■ Task instructions: Reproduce every line of the data below, from the line containing "of the branch" through the end of the data, inclusive, and shift each x and y coordinate in the answers up by 37. Leave all other numbers unchanged.

++++++++

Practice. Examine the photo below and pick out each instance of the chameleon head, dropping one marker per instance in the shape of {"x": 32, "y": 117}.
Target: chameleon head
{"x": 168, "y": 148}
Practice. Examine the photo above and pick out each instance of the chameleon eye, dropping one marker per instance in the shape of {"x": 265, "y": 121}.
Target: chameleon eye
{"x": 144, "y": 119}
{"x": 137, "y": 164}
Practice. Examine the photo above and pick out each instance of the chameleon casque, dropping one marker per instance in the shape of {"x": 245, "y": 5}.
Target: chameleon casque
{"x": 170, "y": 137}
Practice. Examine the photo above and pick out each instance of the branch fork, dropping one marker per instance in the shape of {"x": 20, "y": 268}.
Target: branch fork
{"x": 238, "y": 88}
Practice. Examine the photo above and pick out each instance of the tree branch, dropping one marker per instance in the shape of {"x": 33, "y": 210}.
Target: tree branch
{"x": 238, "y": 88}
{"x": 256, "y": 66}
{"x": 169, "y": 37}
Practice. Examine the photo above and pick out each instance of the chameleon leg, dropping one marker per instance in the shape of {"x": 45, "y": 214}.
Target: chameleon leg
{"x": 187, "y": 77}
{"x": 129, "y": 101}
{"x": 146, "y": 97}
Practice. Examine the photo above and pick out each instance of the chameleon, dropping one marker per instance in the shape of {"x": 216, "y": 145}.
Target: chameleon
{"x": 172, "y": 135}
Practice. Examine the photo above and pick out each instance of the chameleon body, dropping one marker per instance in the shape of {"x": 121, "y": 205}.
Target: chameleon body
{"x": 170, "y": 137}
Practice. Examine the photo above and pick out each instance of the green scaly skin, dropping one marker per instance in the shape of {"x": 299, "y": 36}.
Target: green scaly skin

++++++++

■ Output for this task:
Practice. Examine the photo above and pick out each instance of the branch fork, dropping one marker per instance in the shape of {"x": 20, "y": 268}.
Target: branch fork
{"x": 275, "y": 125}
Practice. Examine the photo above and pick out each instance of the tree branch, dropping one marker per instance in the shape of {"x": 33, "y": 210}.
Target: tree branch
{"x": 275, "y": 125}
{"x": 293, "y": 103}
{"x": 206, "y": 74}
Practice. Examine the photo above and pick out each instance of the chameleon leg, dropping one marker per instance in the shape of {"x": 45, "y": 214}.
Target: chameleon leg
{"x": 224, "y": 114}
{"x": 166, "y": 138}
{"x": 183, "y": 134}
Practice. Examine the photo above and pick out each instance of the chameleon, dropping one marker per instance in the shape of {"x": 216, "y": 145}.
Target: chameleon
{"x": 209, "y": 172}
Practice. Examine the photo above and pick out each instance of the chameleon body, dropping one marker per instance in the shape of {"x": 121, "y": 205}.
Target: chameleon body
{"x": 207, "y": 174}
Practice. Examine the photo above and pick out each instance of the green scaly skin, dropping one marker per instance in the shape of {"x": 299, "y": 36}.
Target: green scaly skin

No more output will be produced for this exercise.